* **Task set**:
A) From the scroll-snap discussion, translate this sentence into Spanish: "Finally, the user ends up at the first item."
B) Rewrite the stretch of the scroll-snap discussion from "I don't know" through "and around the scrollport.", putting "Safari" in place of "WebKit".
C) Write the next part of the scroll-snap discussion, picking up after its last sentence.

Re: [csswg-drafts] [css-scroll-snap-1] Compat between webkit and blink/gecko regarding "implicit" scroll boundary snap positions (#4037)

Hi @jonjohnjohnson - Thanks for quick reply!  Other than the priority of virtual scrolling, I suspect that we're pretty much in agreement on most points. Here's some responses and notes, let me know what you think.

> I feel as though you don’t realize that scroll containers load in on the “scrollmin” position in the first place? 

Nope, I understand this.  Every time I have to write code to set a non-zero scroll position on page load, I'm reminded of the default. ;-)

> So what’s a scenario you can imagine where the initial scroll position should not be reachable after scrolling, even in what I consider the uncommon case of virtual scrolling?

I don't know any case, including virtual scrolling,  where a developer would deliberately want to make the initial position unreachable for the user.  In a virtual list, users *can* scroll back to the initial position. The problem is a race condition: WebKit will scroll all the way back to the beginning or end of the list any time you flick/momentum-scroll because, at the time the user flicks, the list is mostly empty other than a few items under and around the scrollport.  

For example, imagine a user is currently viewing the 20,000th item in a virtual list and they want to go back 20 items.  So they "flick right" hard enough to momentum-scroll for 20 items' width. But in the DOM there are currently only 2 items to the left of the scrollport, which means that a 20-item-width scroll will snap to the next snap point: scrollmin.  Then the content starts scrolling in a blur for a few seconds, with display flashing as the virtual scrolling script madly tries to add new elements in front of the scroll position.  Finally, the user ends up at the first item. Instead of scrolling 20 items, it scrolled 20,000. On blink, this works fine except momentum scroll is relatively slow and high-friction unless you add a lot more buffer items around the scrollport. 

> what I consider the uncommon case of virtual scrolling

I don't have any stats on runtime usage, but here's a few data points about usage from the developer side.  What level of developer usage do you think qualifies as not-uncommon?
* The most popular react virtual scrolling library is [react-virtualized](https://www.npmjs.com/package/react-virtualized) with 390K weekly downloads and 16K GitHub stars. Its faster/smaller successor [react-window](https://www.npmjs.com/package/react-window) has 5500 stars and 84K downloads/week.  There are a bunch of others too.

* **Data records**:
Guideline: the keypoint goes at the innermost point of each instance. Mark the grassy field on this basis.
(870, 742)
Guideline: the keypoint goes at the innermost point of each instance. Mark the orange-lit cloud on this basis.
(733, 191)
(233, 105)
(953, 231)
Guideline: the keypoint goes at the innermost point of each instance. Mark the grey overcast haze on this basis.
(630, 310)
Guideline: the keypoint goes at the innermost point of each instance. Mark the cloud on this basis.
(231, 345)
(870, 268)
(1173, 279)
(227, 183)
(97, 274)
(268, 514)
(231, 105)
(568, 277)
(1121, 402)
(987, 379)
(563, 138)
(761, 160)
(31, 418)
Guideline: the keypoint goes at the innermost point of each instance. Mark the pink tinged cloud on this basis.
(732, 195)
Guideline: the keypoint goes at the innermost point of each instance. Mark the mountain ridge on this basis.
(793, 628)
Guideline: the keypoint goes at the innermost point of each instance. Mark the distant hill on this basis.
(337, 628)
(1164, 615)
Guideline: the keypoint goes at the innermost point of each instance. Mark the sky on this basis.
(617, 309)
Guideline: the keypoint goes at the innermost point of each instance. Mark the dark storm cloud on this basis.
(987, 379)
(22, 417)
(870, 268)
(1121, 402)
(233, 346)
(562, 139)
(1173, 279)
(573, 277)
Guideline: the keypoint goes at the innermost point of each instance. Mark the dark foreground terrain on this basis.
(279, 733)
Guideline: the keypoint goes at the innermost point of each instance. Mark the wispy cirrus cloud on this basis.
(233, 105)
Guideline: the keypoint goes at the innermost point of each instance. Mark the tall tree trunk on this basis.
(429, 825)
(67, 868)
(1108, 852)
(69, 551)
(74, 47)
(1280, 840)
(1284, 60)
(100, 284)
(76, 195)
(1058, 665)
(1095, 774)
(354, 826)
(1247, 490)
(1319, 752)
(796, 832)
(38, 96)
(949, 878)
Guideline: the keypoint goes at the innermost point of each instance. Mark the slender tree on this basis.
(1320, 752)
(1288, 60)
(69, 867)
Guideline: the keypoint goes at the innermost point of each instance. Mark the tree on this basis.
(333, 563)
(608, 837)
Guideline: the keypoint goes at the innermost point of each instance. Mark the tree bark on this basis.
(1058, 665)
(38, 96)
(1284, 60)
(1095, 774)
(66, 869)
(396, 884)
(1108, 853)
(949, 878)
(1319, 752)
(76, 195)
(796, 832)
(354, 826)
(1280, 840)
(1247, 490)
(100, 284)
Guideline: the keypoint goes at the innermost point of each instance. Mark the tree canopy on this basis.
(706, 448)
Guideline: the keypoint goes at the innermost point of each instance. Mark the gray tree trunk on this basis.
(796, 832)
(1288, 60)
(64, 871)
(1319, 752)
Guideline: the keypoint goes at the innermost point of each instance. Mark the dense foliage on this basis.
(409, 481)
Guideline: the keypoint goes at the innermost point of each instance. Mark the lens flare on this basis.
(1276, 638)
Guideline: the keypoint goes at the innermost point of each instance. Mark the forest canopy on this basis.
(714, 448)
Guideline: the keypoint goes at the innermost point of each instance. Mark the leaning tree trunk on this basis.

* **Outputs**:
A) Finalmente, el usuario termina en el primer elemento.

B)
I don't know any case, including virtual scrolling,  where a developer would deliberately want to make the initial position unreachable for the user.  In a virtual list, users *can* scroll back to the initial position. The problem is a race condition: Safari will scroll all the way back to the beginning or end of the list any time you flick/momentum-scroll because, at the time the user flicks, the list is mostly empty other than a few items under and around the scrollport.

C)
* For Angular, there's a standalone [ngx-virtual-scroller](https://www.npmjs.com/package/ngx-virtual-scroller) with 10K downloads/week and 600 stars, but there's also other Angular virtual scrolling solutions built into larger libraries like https://material.angular.io/cdk/scrolling/overview
* For Vue, there's [vue-virtual-scroller](https://www.npmjs.com/package/vue-virtual-scroller) with 10K downloads/week and ~2700 stars. Plus a few others.
* For plain JS or JQuery, [Clusterize.js](https://github.com/NeXTs/Clusterize.js) has 6,000+ stars.  There are other plain-JS solutions too.

Every major JS framework has several popular implementations of virtual scrolling because it's usually the only performant and easy-to-implement way to display long lists that are scrollable.  We may not hear much about this usage because much of it is in "enterprisey" reporting or line-of-business apps.  But it's fairly common, esp. in newer B2B/SaaS and IT tools that frequently have a need to show scrollable lists and reports with 1000+ rows.

> You refer to “empty space” but there can be content in the “space” that just hasn’t declared a choosable/reachable snap alignment based upon the size of the snapport, content, and aligned edge?

Yep, understood. Was using "empty space" as a shorthand for something like "no reachable snap-aligned elements" because I was assuming that "no elements" would be the most common reason. 

Do you think the "no reachable snap-aligned elements near scrollmin/scrollmax"  case is a common, intended case? Or is it likely to be a developer error like forgetting to snap-align some child elements? 

> Have you scrolled the original posts test case?

Yep!  I agree 100% with you that that test case is confusing UX on Chrome.  I'm not opposed a solution that makes that case better, as long as that solution doesn't break virtual scrolling.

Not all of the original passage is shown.